**AIM OF THE TASK:** List every person named in the article below about David Irving's Churchill book.

**TEXT SHOWN:**
______

By Theodore J. O'Keefe
Published: 1986-12-01
World-class
historian David Irving is no stranger to readers of the JHR. His address to the
1983 International Revisionist Conference, which appeared in the Winter 1984 Journal of Historical Review
("On Contemporary History and Historiography"), was something of a
primer on Irving's Revisionist historiographical method. It was spiced as well
with tantalizing hints of new directions in Irving's research and new book
possibilities arising from them.
Not
the least among Irving's revelations were those that touched on Winston
Churchill, descendant of one of England's greatest families and leader of his
nation and its empire (as he still thought it) at what many of his countrymen
and many abroad still regard as Britain's "finest hour." Readers will
recall that Irving exposed several instances of Churchill's venality,
cowardice, and hypocrisy, including Churchill's poltroonish posturing at the
time of the German air raid against Coventry and the facts of Churchill and his
cronies' secret subvention by the Czech government.
It
will also be recalled that in his lecture Irving spoke of his projected book on
Winston Churchill, which at the time was to be published in the U.S. by
Doubleday and in Great Britain by MacMillan, two great firms entirely worthy of
an author who has been churning out meticulously researched historical
bestsellers for a quarter of a century. As has been pointed out in recent
issues of the IHR
Newsletter, Irving's challenges to the reigning orthodoxy have
become so unbearable to the Establishment that both the major houses refused to
print the books as written. The task has now been undertaken by a Revisionist
operation in Australia. Nearing completion, the new Irving book, Churchill's War, is
slated to be available from the IHR by the end of this year.

______

**RECORDED INFORMATION:**
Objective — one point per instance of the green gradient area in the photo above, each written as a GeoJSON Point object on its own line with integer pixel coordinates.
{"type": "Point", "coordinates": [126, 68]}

______

**ANSWER FOR THIS EXERCISE:**
Theodore J. O'Keefe
David Irving
Winston Churchill